* Stated task 1 *
From the article on Ohio's Prevention First bill, write out the part that opens with the words containing "Like their party" and closes with "a floor vote.".
* Stated task 2 *
Put this sentence from the article on Ohio's Prevention First bill into Spanish: "The bill or one like it has been on the docket for several years but never manages to get a floor vote."

Like their party compatriots in other states, Ohio Republicans aren't just out to chop Planned Parenthood. They are determined to gut anything that would provide women information and assistance regarding sex, birth control and rape. "Prevention First," a sexual health and education bill, was granted a courtesy committee hearing recently by the ferociously anti-choice Republican Rep. Lynn Wachtmann and then promptly tucked away. The bill or one like it has been on the docket for several years but never manages to get a floor vote.

Introduced this time by Rep. Antonio, it would have provided comprehensive sex education, birth-control benefit parity in health insurance coverage and enacted the Compassionate Assistance for Rape Emergencies Act. Antonio said:

"This bill says that if we in Ohio are truly concerned about reducing the number of unintended pregnancies, which would of course lead to a lessening of the necessity of a woman needing to consider an abortion, then let's pass a prevention first bill. Certainly we all should be able to support that."
She, of course, knows better than most that "we all" does not include the anti-choicers among her fellow legislators. Time and again they prove their utter hypocrisy in the matter. They repeatedly prove that their real goal is not just to stop abortions, but to control women's sexuality, going so far as deny emergency contraception in cases of rape.

The stench from their behavior is brain-curdling. But they keep getting reelected.

* Supplied entries *
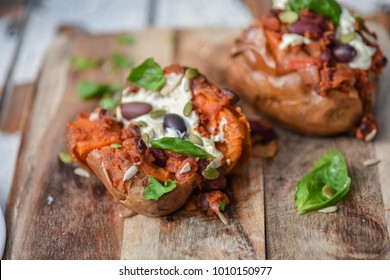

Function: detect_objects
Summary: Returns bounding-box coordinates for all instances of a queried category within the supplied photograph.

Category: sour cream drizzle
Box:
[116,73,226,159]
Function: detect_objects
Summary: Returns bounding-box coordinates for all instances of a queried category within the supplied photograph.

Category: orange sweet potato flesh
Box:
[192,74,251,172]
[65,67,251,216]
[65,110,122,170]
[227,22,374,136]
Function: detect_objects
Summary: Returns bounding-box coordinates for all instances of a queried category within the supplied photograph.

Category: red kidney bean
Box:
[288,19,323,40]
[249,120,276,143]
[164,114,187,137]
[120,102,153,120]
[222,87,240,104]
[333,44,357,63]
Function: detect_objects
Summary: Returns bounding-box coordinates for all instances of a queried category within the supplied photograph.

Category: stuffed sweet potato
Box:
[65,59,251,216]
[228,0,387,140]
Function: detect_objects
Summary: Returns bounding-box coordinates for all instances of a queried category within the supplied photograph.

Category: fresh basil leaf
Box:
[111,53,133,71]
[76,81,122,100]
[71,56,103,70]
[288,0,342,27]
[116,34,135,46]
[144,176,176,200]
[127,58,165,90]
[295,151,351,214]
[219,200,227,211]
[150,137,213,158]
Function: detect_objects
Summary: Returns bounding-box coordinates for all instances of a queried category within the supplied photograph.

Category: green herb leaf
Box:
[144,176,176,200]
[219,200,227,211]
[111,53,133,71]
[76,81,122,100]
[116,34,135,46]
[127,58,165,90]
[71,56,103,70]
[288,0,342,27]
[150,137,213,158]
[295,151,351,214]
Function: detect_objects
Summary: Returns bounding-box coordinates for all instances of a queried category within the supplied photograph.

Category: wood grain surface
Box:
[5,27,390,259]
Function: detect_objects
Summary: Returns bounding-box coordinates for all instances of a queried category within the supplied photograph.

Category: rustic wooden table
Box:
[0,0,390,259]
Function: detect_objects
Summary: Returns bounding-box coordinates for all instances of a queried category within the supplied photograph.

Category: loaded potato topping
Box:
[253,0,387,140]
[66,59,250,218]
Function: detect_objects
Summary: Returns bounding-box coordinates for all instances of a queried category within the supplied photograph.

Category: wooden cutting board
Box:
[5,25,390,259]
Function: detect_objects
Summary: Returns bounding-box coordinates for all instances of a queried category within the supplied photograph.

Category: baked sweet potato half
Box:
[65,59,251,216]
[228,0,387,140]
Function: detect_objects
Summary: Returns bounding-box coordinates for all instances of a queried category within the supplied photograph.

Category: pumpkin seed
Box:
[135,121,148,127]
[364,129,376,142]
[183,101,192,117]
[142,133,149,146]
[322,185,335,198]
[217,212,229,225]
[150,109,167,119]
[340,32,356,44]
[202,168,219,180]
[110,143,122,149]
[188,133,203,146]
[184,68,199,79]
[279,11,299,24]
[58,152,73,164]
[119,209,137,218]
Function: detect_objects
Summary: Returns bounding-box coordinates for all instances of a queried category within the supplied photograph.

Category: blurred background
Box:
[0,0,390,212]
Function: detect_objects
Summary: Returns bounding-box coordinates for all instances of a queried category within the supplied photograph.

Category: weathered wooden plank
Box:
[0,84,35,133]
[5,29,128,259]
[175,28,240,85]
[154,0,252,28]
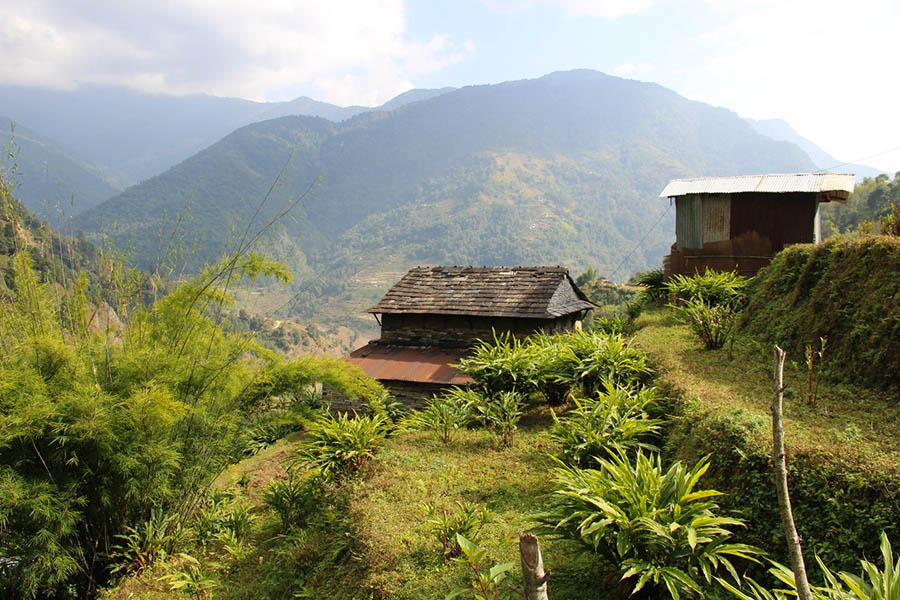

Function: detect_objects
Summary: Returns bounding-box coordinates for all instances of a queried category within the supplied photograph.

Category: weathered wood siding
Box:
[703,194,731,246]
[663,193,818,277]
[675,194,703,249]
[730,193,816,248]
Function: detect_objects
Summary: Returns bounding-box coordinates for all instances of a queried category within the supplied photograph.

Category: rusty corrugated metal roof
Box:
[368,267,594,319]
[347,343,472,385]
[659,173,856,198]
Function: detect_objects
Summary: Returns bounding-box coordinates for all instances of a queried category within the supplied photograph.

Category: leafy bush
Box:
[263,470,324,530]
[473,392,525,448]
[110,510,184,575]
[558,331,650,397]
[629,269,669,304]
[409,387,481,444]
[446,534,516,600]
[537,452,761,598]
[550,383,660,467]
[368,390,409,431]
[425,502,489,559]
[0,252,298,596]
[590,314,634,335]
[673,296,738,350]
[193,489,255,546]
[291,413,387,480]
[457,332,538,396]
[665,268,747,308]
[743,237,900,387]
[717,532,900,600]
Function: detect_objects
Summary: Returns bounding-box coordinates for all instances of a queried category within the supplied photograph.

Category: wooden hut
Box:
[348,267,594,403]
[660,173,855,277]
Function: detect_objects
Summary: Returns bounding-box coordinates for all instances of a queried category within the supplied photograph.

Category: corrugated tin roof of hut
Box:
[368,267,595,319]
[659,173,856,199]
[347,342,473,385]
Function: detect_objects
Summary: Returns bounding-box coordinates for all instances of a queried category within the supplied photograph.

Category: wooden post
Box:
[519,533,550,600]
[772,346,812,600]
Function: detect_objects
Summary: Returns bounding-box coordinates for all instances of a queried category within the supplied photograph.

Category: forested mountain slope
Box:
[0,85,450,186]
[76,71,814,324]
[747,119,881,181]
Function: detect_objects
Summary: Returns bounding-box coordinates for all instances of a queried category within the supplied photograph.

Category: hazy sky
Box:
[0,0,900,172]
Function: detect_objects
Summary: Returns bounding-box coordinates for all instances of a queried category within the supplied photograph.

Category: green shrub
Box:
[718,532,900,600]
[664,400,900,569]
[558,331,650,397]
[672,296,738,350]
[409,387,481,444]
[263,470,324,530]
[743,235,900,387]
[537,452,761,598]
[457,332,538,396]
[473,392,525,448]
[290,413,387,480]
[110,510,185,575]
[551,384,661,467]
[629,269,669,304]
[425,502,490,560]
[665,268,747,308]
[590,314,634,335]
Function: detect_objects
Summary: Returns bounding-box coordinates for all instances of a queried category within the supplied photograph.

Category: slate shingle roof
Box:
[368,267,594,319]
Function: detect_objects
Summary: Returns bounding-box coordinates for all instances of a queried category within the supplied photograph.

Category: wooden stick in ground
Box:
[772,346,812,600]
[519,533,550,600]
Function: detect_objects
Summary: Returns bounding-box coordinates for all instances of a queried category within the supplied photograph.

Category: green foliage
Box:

* Expected answer 1 *
Like their party compatriots in other states, Ohio Republicans aren't just out to chop Planned Parenthood. They are determined to gut anything that would provide women information and assistance regarding sex, birth control and rape. "Prevention First," a sexual health and education bill, was granted a courtesy committee hearing recently by the ferociously anti-choice Republican Rep. Lynn Wachtmann and then promptly tucked away. The bill or one like it has been on the docket for several years but never manages to get a floor vote.

* Expected answer 2 *
El proyecto de ley, o uno parecido, ha estado en la agenda durante varios años, pero nunca consigue llegar a una votación en el pleno.